What the task asks
Convert every line of the items below into a numbered list, omitting blank lines.

Records supplied

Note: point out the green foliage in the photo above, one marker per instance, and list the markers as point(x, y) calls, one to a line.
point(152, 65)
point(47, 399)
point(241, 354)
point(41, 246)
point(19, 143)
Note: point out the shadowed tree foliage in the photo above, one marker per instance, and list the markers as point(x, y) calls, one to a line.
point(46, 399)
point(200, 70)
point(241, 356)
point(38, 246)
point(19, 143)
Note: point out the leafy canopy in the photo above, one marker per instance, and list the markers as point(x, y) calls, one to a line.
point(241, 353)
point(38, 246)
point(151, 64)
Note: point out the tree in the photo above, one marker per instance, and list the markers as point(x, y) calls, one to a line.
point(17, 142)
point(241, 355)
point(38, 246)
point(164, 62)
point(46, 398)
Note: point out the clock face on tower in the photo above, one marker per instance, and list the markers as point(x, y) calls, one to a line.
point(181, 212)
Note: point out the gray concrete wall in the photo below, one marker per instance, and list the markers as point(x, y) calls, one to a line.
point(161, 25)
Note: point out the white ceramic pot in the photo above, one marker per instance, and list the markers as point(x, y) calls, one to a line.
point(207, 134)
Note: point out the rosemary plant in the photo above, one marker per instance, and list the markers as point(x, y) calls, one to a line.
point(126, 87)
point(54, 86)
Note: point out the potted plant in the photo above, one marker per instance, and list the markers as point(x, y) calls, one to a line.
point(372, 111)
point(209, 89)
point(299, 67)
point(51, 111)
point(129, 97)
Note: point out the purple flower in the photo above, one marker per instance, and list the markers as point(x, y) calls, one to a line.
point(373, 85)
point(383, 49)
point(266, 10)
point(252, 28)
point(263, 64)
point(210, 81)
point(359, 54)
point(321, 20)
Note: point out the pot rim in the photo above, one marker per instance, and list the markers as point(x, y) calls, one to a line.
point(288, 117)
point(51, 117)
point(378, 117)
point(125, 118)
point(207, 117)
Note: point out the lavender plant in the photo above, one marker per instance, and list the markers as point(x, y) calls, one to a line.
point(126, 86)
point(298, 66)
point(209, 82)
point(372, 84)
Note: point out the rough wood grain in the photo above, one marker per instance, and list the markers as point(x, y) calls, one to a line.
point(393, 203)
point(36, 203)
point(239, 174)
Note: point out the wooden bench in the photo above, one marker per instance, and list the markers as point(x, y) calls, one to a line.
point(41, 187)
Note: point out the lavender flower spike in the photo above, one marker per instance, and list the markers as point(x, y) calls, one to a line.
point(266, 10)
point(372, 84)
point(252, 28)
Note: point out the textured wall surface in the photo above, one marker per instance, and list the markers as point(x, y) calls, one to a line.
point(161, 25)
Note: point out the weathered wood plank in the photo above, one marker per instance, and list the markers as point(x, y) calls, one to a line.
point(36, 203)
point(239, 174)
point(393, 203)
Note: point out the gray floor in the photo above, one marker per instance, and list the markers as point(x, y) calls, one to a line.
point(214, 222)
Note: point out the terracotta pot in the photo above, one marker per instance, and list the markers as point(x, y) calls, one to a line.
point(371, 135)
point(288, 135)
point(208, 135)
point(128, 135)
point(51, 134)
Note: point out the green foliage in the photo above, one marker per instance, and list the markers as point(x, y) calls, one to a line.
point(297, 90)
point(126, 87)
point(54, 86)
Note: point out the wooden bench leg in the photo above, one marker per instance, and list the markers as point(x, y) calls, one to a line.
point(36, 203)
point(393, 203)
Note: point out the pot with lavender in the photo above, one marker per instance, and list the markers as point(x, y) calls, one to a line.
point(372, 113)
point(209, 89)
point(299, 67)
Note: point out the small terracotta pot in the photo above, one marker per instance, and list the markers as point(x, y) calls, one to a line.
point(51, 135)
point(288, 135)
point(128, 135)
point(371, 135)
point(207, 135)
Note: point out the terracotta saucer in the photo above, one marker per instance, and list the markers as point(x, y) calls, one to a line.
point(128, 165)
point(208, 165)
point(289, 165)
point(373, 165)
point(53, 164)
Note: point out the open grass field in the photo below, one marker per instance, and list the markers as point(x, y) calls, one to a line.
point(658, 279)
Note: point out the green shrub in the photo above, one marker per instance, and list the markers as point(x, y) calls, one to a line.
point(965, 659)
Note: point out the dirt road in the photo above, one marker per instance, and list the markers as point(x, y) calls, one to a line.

Result below
1. Note: point out the green foliage in the photo above, one marker per instance, and list the markers as point(x, y) calls, one to a line.
2. point(152, 65)
3. point(47, 399)
4. point(241, 354)
5. point(41, 246)
6. point(19, 143)
7. Note: point out the shadowed tree foliage in the photo above, one marker per instance, and list the markers as point(x, y) calls, one to a line.
8. point(46, 399)
9. point(200, 70)
10. point(241, 356)
11. point(38, 246)
12. point(19, 143)
13. Note: point out the leafy canopy in the photo above, one marker per instance, and list the markers as point(x, y) calls, one to a line.
14. point(241, 353)
15. point(38, 246)
16. point(151, 64)
17. Note: point out the tree in the photo above, one marker per instance, and list the markers as point(x, y) calls, one to a line.
18. point(17, 142)
19. point(241, 355)
20. point(38, 246)
21. point(164, 62)
22. point(46, 398)
23. Note: point out the clock face on tower in the photo above, one marker per instance, and list the markers as point(x, y) calls, one to a line.
24. point(181, 212)
25. Note: point out the gray concrete wall in the photo below, one marker per instance, and list the markers as point(x, y) calls, one to a line.
26. point(161, 25)
27. Note: point out the white ceramic pot in the photo above, one marker per instance, and list the markers as point(x, y) calls, one to a line.
28. point(207, 134)
29. Note: point out the rosemary plant in the photo above, one marker per instance, and list the markers as point(x, y) calls, one to a line.
30. point(126, 87)
31. point(54, 86)
32. Note: point out the potted plant in the photo above, one marker per instance, and list the markers as point(x, y) calls, one to a line.
33. point(372, 111)
34. point(209, 89)
35. point(299, 67)
36. point(51, 111)
37. point(129, 97)
38. Note: point out the purple flower in the photo above, one marker per instance, and list the markers as point(x, y) calls, one to a line.
39. point(373, 85)
40. point(383, 49)
41. point(266, 10)
42. point(252, 28)
43. point(263, 64)
44. point(210, 81)
45. point(359, 54)
46. point(321, 20)
47. Note: point out the pot rim in the photo above, one marker per instance, and list the markers as point(x, y) calls, one to a line.
48. point(288, 117)
49. point(51, 117)
50. point(378, 117)
51. point(125, 118)
52. point(207, 117)
53. Note: point out the lavender plant in the photo above, one marker per instance, and list the markers as point(x, y) calls, one to a line.
54. point(126, 86)
55. point(298, 66)
56. point(209, 82)
57. point(372, 84)
58. Note: point out the rough wood grain in the photo above, one marker per instance, and list the markers as point(x, y) calls, one to a line.
59. point(393, 203)
60. point(36, 203)
61. point(239, 174)
62. Note: point out the wooden bench in the photo above, one marker per instance, and list the markers as point(x, y) calls, one to a line.
63. point(41, 187)
64. Note: point out the lavender flower spike in the photo above, one marker per instance, and list the markers as point(x, y) calls, one to a line.
65. point(266, 10)
66. point(372, 84)
67. point(252, 28)
68. Note: point out the textured wall surface in the photo above, one marker per instance, and list the markers as point(x, y) calls, one to a line.
69. point(161, 25)
70. Note: point out the weathered wood plank in the photo above, one marker per instance, and list the markers as point(x, y) calls, one to a line.
71. point(36, 203)
72. point(239, 174)
73. point(393, 203)
74. Note: point out the gray floor in the photo above, one marker per instance, and list the markers as point(x, y) calls, one to a line.
75. point(214, 222)
76. Note: point out the terracotta pot in the photo above, one marker per instance, and list the markers as point(x, y) calls, one to a line.
77. point(371, 135)
78. point(288, 135)
79. point(208, 135)
80. point(128, 135)
81. point(51, 134)
82. Note: point out the green foliage in the photo above, one marker per instance, and list the markers as point(x, y) calls, one to a line.
83. point(297, 90)
84. point(126, 87)
85. point(54, 86)
86. Note: point out the wooden bench leg in the photo above, one marker per instance, and list the markers as point(x, y) calls, one to a line.
87. point(36, 203)
88. point(393, 203)
89. Note: point out the pot with lavender in the photo above, one marker per instance, and list the markers as point(x, y) calls, one to a line.
90. point(372, 113)
91. point(209, 89)
92. point(299, 67)
93. Note: point out the small terracotta pot in the photo above, one marker per instance, and list the markers as point(x, y) calls, one to a line.
94. point(51, 135)
95. point(288, 135)
96. point(128, 135)
97. point(371, 135)
98. point(207, 135)
99. Note: point out the terracotta saucer in the photo above, one marker per instance, and list the markers as point(x, y) calls, one to a line.
100. point(128, 165)
101. point(208, 165)
102. point(289, 165)
103. point(373, 165)
104. point(53, 164)
105. Note: point out the open grass field in the photo below, one marker per instance, and list the markers as point(x, y) calls, one to a line.
106. point(658, 279)
107. Note: point out the green shrub in the photo above, one marker per instance, and list the markers as point(x, y) calls, one to a line.
108. point(965, 659)
109. Note: point out the dirt road in the photo above, one marker per instance, and list the markers as point(x, y) calls, one to a line.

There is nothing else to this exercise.